Action item A =>
Print the portion of the scanf(3) patch review below that begins at the words "next in thread" and stops after the words "sitting on 'em.".
(Passage for review Opens)
Skip site navigation (1)Skip section navigation (2)
Date:      Tue, 26 Feb 2002 15:40:36 +1100 (EST)
From:      Bruce Evans <bde@zeta.org.au>
To:        Bill Fenner <fenner@research.att.com>
Cc:        <standards@FreeBSD.ORG>
Subject:   Re: scanf(3) patches for review
Message-ID:  <20020226141642.A43061-100000@gamplex.bde.org>
In-Reply-To: <200201300531.g0U5VEh48095@stash.attlabs.att.com>

next in thread | previous in thread | raw e-mail | index | archive | help
On Tue, 29 Jan 2002, Bill Fenner wrote:

> Here are some long-standing scanf(3) patches, which add the new c99
> size modifiers to scanf(3).  They've been languishing in my tree waiting

Here is a belated review.

> for me to get around to implementing %n$, but I am clearly not getting
> to it so there's nothing to win by sitting on 'em.
>
> One thing that I haven't decided yet is whether it makes sense to
> rewrite the size modifier narrative to a table in the same way as
> I did for printf(3).  Input is solicited.

I didn't look at the mdoc parts.

> Index: vfscanf.c
> ===================================================================
> RCS file: /home/ncvs/src/lib/libc/stdio/vfscanf.c,v
> retrieving revision 1.19
> diff -u -r1.19 vfscanf.c
> --- vfscanf.c	29 Nov 2001 03:03:55 -0000	1.19
> +++ vfscanf.c	30 Jan 2002 05:16:58 -0000
> @@ -45,6 +45,7 @@
>  #include "namespace.h"
>  #include <stdio.h>
>  #include <stdlib.h>
> +#include <stddef.h>
>  #include <ctype.h>
>  #if __STDC__
>  #include <stdarg.h>
> @@ -52,6 +53,7 @@
>  #include <varargs.h>
>  #endif
>  #include <string.h>
> +#include <inttypes.h>
>  #include "un-namespace.h"
>
>  #include "collate.h"

Includes more disordered than before.

> @@ -76,7 +78,11 @@
>  #define	SUPPRESS	0x08	/* suppress assignment */
>  #define	POINTER		0x10	/* weird %p pointer (`fake hex') */
>  #define	NOSKIP		0x20	/* do not skip blanks */
> -#define	QUAD		0x400
> +#define	LONGLONG	0x400	/* ll: long long (+ deprecated q: quad) */
> +#define	INTMAXT		0x800	/* j: intmax_t */
> +#define	PTRDIFFT	0x1000	/* t: ptrdiff_t */
> +#define	SIZET		0x2000	/* z: size_t */
> +#define	SHORTSHORT	0x4000	/* hh: char */
>
>  /*
>   * The following are used in numeric conversions only:

Please change all the old comments to have the same format (e.g.,
"p: void * (`fake hex')" for POINTER.

> @@ -98,13 +104,10 @@
>  #define	CT_CHAR		0	/* %c conversion */
>  #define	CT_CCL		1	/* %[...] conversion */
>  #define	CT_STRING	2	/* %s conversion */
> -#define	CT_INT		3	/* integer, i.e., strtoq or strtouq */
> +#define	CT_INT		3	/* integer, i.e., strtoimax or strtoumax */
>  #define	CT_FLOAT	4	/* floating, i.e., strtod */

I think naming the conversion function(s) is not as useful as naming
all the format specifiers.
(Passage for review Closes)
(Task inputs Opens)
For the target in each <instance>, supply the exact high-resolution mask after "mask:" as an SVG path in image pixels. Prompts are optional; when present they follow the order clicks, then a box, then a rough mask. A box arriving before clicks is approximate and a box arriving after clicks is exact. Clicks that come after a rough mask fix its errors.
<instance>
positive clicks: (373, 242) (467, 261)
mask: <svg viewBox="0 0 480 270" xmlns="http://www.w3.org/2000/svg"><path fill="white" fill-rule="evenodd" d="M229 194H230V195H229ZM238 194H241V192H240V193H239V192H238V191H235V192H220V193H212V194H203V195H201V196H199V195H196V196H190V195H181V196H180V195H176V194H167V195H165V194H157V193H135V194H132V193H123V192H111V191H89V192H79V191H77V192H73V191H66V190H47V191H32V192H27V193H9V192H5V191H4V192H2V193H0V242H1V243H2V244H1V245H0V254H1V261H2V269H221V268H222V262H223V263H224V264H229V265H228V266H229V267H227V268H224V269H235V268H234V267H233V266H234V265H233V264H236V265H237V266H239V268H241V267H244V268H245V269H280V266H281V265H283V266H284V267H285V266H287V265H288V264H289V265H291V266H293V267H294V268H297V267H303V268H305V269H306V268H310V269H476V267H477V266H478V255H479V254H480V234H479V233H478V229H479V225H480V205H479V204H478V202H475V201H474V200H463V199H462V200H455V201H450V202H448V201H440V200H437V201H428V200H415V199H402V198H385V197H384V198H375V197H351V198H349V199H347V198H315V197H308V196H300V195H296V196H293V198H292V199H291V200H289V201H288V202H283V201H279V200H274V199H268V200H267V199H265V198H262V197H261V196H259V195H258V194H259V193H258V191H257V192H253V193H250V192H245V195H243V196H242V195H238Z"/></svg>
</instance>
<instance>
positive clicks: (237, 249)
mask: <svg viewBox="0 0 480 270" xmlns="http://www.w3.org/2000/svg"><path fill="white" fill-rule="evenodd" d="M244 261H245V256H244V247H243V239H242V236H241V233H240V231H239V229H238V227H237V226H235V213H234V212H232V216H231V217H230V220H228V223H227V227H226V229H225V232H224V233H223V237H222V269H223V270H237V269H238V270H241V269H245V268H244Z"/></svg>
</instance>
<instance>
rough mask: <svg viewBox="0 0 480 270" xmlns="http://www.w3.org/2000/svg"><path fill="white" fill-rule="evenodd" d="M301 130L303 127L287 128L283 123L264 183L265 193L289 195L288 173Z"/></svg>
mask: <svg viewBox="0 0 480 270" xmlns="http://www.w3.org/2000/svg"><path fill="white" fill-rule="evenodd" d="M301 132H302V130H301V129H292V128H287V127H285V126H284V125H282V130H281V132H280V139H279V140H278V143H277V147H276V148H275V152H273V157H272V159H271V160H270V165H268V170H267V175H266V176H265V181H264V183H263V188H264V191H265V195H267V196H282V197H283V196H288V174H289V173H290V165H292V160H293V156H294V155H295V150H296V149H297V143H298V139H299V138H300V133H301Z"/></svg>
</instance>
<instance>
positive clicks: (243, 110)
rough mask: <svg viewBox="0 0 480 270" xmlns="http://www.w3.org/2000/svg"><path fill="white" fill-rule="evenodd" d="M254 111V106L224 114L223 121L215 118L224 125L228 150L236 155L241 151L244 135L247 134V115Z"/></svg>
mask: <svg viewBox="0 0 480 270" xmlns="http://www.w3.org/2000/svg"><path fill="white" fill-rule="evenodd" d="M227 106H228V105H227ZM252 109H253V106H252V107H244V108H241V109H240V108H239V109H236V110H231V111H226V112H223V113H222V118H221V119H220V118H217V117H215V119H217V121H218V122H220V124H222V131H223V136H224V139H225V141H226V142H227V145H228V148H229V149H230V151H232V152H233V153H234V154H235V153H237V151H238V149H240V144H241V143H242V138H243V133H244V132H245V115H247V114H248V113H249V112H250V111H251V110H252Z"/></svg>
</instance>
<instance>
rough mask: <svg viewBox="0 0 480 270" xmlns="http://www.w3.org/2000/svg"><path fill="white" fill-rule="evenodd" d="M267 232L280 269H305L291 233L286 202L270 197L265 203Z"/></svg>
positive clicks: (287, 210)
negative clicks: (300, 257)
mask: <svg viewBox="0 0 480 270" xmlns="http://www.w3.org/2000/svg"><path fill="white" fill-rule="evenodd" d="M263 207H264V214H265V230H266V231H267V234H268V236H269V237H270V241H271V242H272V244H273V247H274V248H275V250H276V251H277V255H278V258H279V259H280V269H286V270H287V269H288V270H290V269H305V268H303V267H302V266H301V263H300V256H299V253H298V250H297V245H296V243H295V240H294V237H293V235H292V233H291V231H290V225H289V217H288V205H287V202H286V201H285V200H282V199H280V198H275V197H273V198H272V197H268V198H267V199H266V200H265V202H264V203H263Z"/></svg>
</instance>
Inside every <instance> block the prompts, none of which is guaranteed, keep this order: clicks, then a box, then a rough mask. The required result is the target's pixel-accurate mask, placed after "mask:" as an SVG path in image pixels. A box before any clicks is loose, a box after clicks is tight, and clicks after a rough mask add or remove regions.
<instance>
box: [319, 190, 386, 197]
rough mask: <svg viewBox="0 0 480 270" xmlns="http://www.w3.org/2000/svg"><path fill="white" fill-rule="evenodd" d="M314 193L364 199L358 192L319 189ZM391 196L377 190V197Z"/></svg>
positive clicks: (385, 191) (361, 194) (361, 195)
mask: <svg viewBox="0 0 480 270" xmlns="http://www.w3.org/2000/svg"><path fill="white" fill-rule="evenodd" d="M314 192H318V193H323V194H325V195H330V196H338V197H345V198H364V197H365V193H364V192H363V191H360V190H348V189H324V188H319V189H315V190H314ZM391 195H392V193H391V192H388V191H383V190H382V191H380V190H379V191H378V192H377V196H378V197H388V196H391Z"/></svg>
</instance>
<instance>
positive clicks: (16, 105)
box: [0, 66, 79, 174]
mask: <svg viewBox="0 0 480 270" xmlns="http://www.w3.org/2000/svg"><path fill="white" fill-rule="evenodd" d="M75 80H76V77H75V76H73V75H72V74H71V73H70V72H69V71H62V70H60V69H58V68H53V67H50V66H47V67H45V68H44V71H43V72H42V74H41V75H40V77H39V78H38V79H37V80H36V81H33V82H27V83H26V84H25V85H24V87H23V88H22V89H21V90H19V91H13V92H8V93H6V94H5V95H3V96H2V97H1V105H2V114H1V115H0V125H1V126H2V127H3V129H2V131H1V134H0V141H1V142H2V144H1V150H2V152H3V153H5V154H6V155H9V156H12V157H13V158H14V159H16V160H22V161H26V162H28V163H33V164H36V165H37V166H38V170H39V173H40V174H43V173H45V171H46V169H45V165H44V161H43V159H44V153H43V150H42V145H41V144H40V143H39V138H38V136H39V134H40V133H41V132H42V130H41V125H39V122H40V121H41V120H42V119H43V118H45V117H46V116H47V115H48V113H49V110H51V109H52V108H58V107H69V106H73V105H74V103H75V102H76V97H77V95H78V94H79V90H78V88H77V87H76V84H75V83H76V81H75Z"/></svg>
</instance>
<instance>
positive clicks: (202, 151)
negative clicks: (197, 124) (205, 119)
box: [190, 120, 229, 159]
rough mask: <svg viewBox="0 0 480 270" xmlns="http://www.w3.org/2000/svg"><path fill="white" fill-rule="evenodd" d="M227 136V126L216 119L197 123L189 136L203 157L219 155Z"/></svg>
(Task inputs Closes)
Action item B =>
Locate and copy each line of the records above that contains the string "positive".

Task response A =>
next in thread | previous in thread | raw e-mail | index | archive | help
On Tue, 29 Jan 2002, Bill Fenner wrote:

> Here are some long-standing scanf(3) patches, which add the new c99
> size modifiers to scanf(3).  They've been languishing in my tree waiting

Here is a belated review.

> for me to get around to implementing %n$, but I am clearly not getting
> to it so there's nothing to win by sitting on 'em.

Task response B =>
positive clicks: (373, 242) (467, 261)
positive clicks: (237, 249)
positive clicks: (243, 110)
positive clicks: (287, 210)
positive clicks: (385, 191) (361, 194) (361, 195)
positive clicks: (16, 105)
positive clicks: (202, 151)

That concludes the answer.